◆ Stated goal ◆
Count the lines in the records below that contain the word "tomato". Give only the number.

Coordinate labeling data

+-------+

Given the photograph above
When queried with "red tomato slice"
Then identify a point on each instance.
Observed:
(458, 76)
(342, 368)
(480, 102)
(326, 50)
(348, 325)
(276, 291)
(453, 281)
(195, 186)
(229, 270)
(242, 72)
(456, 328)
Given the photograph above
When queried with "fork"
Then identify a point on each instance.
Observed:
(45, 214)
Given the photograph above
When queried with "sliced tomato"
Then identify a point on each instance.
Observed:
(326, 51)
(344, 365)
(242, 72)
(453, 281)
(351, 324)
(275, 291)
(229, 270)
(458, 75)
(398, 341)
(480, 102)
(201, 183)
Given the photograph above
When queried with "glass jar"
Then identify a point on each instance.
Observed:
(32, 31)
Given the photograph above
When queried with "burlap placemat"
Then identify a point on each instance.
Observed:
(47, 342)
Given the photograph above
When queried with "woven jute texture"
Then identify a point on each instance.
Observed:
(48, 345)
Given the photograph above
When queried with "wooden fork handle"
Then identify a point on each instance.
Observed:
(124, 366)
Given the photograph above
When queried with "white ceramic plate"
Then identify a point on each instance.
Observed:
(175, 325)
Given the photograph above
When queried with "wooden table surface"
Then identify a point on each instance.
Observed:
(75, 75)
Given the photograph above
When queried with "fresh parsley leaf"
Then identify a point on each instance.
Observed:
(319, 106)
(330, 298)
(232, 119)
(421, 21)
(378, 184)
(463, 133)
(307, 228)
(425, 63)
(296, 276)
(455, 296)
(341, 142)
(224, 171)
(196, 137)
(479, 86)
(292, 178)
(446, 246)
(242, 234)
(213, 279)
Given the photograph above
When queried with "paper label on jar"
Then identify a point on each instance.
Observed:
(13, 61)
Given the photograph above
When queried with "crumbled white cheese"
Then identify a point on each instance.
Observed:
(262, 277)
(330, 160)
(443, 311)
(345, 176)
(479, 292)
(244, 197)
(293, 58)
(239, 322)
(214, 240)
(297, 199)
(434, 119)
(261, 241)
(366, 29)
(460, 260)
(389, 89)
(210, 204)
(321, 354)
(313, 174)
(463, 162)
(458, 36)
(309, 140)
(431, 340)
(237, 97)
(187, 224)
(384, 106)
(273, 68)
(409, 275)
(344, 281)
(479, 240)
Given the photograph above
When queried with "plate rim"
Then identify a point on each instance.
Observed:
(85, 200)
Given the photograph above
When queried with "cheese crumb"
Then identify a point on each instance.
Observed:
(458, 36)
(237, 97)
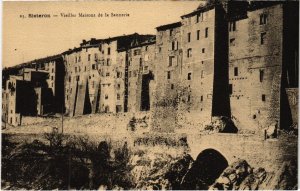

+-------+

◆ Output for this exercise ◆
2